◆ What the exercise asks: Your task is to repeat all of the material exactly.
## START Data supplied
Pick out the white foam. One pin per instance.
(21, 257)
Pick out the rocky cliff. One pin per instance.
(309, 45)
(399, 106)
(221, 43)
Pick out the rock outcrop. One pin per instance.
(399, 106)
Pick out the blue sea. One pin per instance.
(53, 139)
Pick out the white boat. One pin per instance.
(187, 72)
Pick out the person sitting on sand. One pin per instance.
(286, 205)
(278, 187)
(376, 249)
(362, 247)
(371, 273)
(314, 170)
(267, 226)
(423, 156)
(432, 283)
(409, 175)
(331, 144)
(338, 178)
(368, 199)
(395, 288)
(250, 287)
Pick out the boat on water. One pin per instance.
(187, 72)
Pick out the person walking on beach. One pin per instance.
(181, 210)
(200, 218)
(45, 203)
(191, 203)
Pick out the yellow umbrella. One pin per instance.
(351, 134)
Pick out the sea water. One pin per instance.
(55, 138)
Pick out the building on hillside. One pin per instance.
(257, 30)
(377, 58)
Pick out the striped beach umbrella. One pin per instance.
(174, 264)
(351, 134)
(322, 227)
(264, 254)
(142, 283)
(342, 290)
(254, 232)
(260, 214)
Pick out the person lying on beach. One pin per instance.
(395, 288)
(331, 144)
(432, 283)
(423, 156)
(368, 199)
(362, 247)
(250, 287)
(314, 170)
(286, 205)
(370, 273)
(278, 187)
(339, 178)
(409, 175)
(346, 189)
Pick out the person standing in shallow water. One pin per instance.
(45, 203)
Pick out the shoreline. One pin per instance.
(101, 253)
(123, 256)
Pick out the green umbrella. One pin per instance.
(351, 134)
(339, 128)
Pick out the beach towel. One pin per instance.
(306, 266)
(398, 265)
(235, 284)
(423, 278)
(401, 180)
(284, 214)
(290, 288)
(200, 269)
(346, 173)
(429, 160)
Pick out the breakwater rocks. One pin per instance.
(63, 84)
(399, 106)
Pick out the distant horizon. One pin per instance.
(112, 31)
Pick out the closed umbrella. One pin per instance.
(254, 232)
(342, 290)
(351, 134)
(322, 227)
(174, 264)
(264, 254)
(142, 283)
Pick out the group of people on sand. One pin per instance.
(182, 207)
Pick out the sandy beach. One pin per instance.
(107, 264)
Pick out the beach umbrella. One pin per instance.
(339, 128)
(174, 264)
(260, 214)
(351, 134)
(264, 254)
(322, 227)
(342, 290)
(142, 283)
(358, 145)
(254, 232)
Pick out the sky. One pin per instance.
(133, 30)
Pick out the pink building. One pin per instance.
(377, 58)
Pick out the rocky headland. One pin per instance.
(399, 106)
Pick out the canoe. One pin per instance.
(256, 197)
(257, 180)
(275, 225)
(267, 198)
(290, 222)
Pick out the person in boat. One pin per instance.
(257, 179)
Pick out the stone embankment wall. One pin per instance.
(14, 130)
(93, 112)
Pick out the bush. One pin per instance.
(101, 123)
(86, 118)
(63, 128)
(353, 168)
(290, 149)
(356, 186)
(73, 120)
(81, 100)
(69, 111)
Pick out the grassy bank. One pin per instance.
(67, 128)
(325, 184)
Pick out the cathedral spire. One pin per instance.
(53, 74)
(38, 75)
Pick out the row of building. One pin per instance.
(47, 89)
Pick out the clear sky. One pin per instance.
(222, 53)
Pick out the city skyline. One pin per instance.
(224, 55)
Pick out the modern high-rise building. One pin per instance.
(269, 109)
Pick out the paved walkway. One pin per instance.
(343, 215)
## END Data supplied
◆ The output:
Pick out the white foam. One pin per instance.
(21, 257)
Pick out the rocky cliff. One pin per instance.
(309, 45)
(399, 106)
(221, 43)
Pick out the rock outcrop. One pin per instance.
(399, 106)
Pick out the blue sea. One pin per instance.
(53, 139)
Pick out the white boat. One pin per instance.
(187, 72)
Pick out the person sitting on sand. One pin per instance.
(286, 205)
(278, 187)
(376, 249)
(362, 247)
(371, 273)
(314, 170)
(267, 226)
(423, 156)
(432, 283)
(409, 175)
(331, 144)
(338, 178)
(368, 199)
(395, 288)
(250, 287)
Pick out the boat on water. One pin per instance.
(187, 72)
Pick out the person walking on beach. One pin per instance.
(181, 210)
(200, 218)
(45, 203)
(191, 203)
Pick out the yellow umbrella. One pin per instance.
(351, 134)
Pick out the sea water. One pin per instance.
(55, 138)
Pick out the building on hillside. One pin per instance.
(257, 30)
(377, 58)
Pick out the striped beach umbrella. One pin per instance.
(174, 264)
(351, 134)
(322, 227)
(264, 254)
(142, 283)
(342, 290)
(254, 232)
(260, 214)
Pick out the person lying on beach. One pin per instance.
(395, 288)
(331, 144)
(432, 283)
(423, 156)
(368, 199)
(362, 247)
(250, 287)
(314, 170)
(286, 205)
(370, 273)
(278, 187)
(339, 178)
(409, 175)
(346, 189)
Pick out the person standing in shallow water. One pin per instance.
(45, 203)
Pick out the shoreline. One pin per instance.
(101, 253)
(123, 256)
Pick out the green umbrella. One pin per instance.
(351, 134)
(339, 128)
Pick out the beach towel. One pin per instance.
(306, 266)
(398, 265)
(235, 284)
(423, 278)
(401, 180)
(284, 214)
(290, 288)
(200, 269)
(346, 173)
(429, 160)
Pick out the breakwater rocks. One pin per instance.
(63, 84)
(399, 106)
Pick out the distant horizon. One pin per instance.
(112, 31)
Pick out the closed umbrella. One pin per instance.
(254, 232)
(342, 290)
(351, 134)
(322, 227)
(174, 264)
(264, 254)
(142, 283)
Pick out the group of people on sand. One pin per instance.
(182, 207)
Pick out the sandy beach. One pin per instance.
(107, 264)
Pick out the beach umbrella. One pin per instance.
(339, 128)
(174, 264)
(260, 214)
(351, 134)
(264, 254)
(322, 227)
(342, 290)
(142, 283)
(358, 145)
(254, 232)
Pick out the sky. One pin per instance.
(133, 30)
Pick out the pink building. One pin per instance.
(377, 58)
Pick out the rocky headland. One pin per instance.
(399, 106)
Pick out the canoe. One pin per instance.
(256, 197)
(257, 180)
(275, 225)
(267, 198)
(290, 222)
Pick out the person in boat. One pin per instance.
(257, 179)
Pick out the stone embankment wall. One pin per instance.
(14, 130)
(93, 112)
Pick out the bush. One pin per instance.
(101, 123)
(86, 118)
(63, 128)
(353, 168)
(290, 149)
(356, 186)
(73, 120)
(81, 100)
(69, 111)
Pick out the grassy bank. One pin per instance.
(67, 128)
(325, 184)
Pick out the cathedral spire. One pin per instance.
(53, 74)
(38, 75)
Pick out the row of building. One pin per instance.
(47, 89)
Pick out the clear sky. One pin per instance.
(222, 53)
Pick out the city skyline. One pin per instance.
(224, 55)
Pick out the modern high-rise building. One pin per instance.
(269, 109)
Pick out the paved walkway. One pin per instance.
(343, 215)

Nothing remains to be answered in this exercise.